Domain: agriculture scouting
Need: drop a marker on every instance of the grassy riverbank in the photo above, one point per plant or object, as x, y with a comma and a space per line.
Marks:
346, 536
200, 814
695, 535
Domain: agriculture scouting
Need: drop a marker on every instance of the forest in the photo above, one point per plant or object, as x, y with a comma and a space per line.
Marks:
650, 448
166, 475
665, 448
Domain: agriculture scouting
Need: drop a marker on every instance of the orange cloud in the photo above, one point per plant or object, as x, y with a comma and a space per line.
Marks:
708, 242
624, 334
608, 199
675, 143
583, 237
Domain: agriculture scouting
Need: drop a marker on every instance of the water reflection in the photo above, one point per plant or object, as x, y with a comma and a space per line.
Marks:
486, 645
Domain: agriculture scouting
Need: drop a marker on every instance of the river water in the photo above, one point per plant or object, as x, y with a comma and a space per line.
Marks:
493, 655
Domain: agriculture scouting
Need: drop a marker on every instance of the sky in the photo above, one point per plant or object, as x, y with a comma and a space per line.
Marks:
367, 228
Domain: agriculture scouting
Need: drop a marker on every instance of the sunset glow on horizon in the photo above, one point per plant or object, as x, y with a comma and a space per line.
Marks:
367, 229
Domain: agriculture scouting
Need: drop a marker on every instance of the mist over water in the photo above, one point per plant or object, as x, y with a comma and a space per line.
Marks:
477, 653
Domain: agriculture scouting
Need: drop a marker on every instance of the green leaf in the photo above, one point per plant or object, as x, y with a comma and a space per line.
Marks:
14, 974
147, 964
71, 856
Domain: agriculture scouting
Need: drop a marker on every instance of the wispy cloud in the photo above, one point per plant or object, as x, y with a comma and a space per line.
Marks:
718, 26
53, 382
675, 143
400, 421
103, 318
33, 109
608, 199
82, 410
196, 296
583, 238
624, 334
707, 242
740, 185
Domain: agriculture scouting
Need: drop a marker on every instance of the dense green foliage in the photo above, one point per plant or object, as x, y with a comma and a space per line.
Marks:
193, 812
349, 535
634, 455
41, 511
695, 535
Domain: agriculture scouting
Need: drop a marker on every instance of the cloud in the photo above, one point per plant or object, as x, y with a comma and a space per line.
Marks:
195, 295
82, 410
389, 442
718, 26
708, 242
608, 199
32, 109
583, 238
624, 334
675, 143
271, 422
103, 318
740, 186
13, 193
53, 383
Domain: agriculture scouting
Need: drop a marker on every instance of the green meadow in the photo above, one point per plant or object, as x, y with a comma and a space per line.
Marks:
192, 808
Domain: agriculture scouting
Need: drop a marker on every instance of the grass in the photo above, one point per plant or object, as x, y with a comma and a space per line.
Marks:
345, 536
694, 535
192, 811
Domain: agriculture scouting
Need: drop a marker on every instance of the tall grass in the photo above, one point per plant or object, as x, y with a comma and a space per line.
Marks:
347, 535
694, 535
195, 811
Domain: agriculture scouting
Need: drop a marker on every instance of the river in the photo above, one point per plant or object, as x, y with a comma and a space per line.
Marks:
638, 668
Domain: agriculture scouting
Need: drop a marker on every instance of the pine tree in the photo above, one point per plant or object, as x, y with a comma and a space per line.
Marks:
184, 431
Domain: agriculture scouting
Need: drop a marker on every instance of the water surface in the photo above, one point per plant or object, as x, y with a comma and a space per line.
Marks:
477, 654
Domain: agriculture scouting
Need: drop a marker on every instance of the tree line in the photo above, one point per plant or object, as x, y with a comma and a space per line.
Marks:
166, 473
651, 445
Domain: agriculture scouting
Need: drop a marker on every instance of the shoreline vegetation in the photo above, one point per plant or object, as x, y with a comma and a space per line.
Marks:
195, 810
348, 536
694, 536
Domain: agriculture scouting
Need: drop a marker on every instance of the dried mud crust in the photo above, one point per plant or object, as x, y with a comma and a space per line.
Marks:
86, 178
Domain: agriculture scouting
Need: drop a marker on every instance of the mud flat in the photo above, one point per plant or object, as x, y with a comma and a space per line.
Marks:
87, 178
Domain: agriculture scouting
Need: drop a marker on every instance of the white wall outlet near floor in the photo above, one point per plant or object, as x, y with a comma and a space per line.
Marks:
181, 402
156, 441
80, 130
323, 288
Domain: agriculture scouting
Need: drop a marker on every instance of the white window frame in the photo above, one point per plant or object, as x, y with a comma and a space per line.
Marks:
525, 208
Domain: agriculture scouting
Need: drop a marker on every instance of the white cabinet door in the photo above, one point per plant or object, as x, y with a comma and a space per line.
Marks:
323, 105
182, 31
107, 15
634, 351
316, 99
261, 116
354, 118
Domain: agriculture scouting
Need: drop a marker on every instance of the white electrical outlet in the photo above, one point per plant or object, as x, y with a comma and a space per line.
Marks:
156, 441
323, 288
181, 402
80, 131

▸ TASK REQUIREMENTS
Nothing may be left out: return each entry exactly as it reads.

▸ EXERCISE RESPONSE
Domain: agriculture scouting
Need: drop a marker on every instance of the grassy riverbank in the photo above, one point per plant or object, as x, y with a comma and a space per line.
Marks:
346, 536
200, 814
695, 535
Domain: agriculture scouting
Need: drop a marker on every instance of the forest in the photo above, one point per plant or object, as x, y with a comma and a space per line.
Marks:
650, 448
166, 475
665, 448
Domain: agriculture scouting
Need: drop a marker on every instance of the orange cloud in the photo above, one point per plant or object, as x, y with a comma and a space per line.
Marks:
708, 242
624, 334
608, 199
675, 143
583, 237
Domain: agriculture scouting
Need: drop a marker on every instance of the water reflection in the photo above, one point per plant or object, as x, y with a comma and a space per line.
Marks:
486, 645
Domain: agriculture scouting
Need: drop a marker on every instance of the river water in the photo above, one point per plant or object, as x, y with a comma and a space per line.
Marks:
493, 655
Domain: agriculture scouting
Need: drop a marker on every instance of the sky in the photo above, one point per plant or object, as x, y with a comma and a space per line.
Marks:
367, 228
Domain: agriculture scouting
Need: drop a marker on every instance of the sunset glow on horizon in the photo above, one point per plant or object, as x, y with a comma and a space per line.
Marks:
367, 229
Domain: agriculture scouting
Need: drop a marker on every instance of the mist over water in the photo above, one point per plant or object, as x, y with a comma and a space per line.
Marks:
477, 653
Domain: agriculture scouting
Need: drop a marker on every instance of the green leaf in the photo above, one point per plant or object, as x, y with a comma and a space per line.
Marks:
14, 974
147, 964
71, 856
Domain: agriculture scouting
Need: drop a marker on every instance of the wispy cloud in the photo above, one point per plant or object, as x, y with a comma and a space per line.
Marks:
718, 26
53, 382
675, 143
400, 421
103, 318
33, 109
608, 199
82, 410
196, 296
583, 238
624, 334
707, 242
740, 185
Domain: agriculture scouting
Need: drop a marker on every instance of the dense green foliage in the photo above, one point per plant or object, as x, y with a comma and a space per line.
Marks:
193, 812
349, 535
634, 455
41, 511
695, 535
Domain: agriculture scouting
Need: drop a marker on every instance of the cloud in the photo above, one point per plant or object, as x, y with a comma and a space per line.
Marks:
195, 295
82, 410
389, 442
718, 26
708, 242
608, 199
32, 109
583, 238
624, 334
675, 143
271, 422
103, 318
740, 186
13, 193
53, 383
Domain: agriculture scouting
Need: drop a marker on every instance of the green meadow in the photo above, one point per plant or object, as x, y with a comma and a space per line.
Marks:
192, 808
Domain: agriculture scouting
Need: drop a marker on every instance of the grass in the photo above, one point per plant or object, as x, y with a comma and a space per line.
Marks:
345, 536
694, 535
192, 811
Domain: agriculture scouting
Need: drop a marker on every instance of the tall grass in the photo above, one point per plant or object, as x, y with a comma and a space per line.
Marks:
347, 535
694, 535
195, 811
Domain: agriculture scouting
Need: drop a marker on every instance of the river in the photo above, one point per plant or object, as x, y with a comma and a space per line.
Marks:
638, 668
Domain: agriculture scouting
Need: drop a marker on every instance of the pine tree in the photo above, one point per plant or object, as x, y with a comma and a space per line.
Marks:
184, 431
Domain: agriculture scouting
Need: drop a marker on every instance of the water surface in the photo above, one point per plant or object, as x, y with a comma and a space per line.
Marks:
477, 654
Domain: agriculture scouting
Need: drop a marker on every instance of the tree line in the photo above, one point per plant or object, as x, y with a comma and a space per line.
Marks:
166, 473
651, 445
Domain: agriculture scouting
Need: drop a marker on every instance of the shoreline vegetation in the photo above, one point per plant or object, as x, y with a comma and a space per line.
Marks:
195, 810
348, 536
694, 536
Domain: agriculture scouting
Need: drop a marker on every instance of the dried mud crust in the photo above, one point per plant or object, as x, y with a comma and a space per line.
Marks:
86, 178
Domain: agriculture scouting
Need: drop a marker on every instance of the mud flat in the photo above, one point per plant or object, as x, y with a comma and a space per line.
Marks:
87, 178
Domain: agriculture scouting
Need: drop a marker on every instance of the white wall outlet near floor in the photo above, one point per plant or object, as x, y with a comma and a space per line.
Marks:
181, 402
156, 441
80, 130
323, 288
Domain: agriculture scouting
Need: drop a marker on every instance of the white window frame in the photo above, one point per plant or object, as x, y with a comma and a space per line.
Marks:
525, 208
Domain: agriculture scouting
Need: drop a marker on every instance of the white cabinet door in the photo above, one point per plant or object, as x, y with a comma and a space per line.
Marks:
323, 105
182, 31
107, 15
634, 351
316, 99
261, 116
354, 118
Domain: agriculture scouting
Need: drop a marker on every instance of the white electrical outlet in the photo above, one point per plant or object, as x, y with a comma and a space per line.
Marks:
156, 441
323, 288
181, 402
80, 131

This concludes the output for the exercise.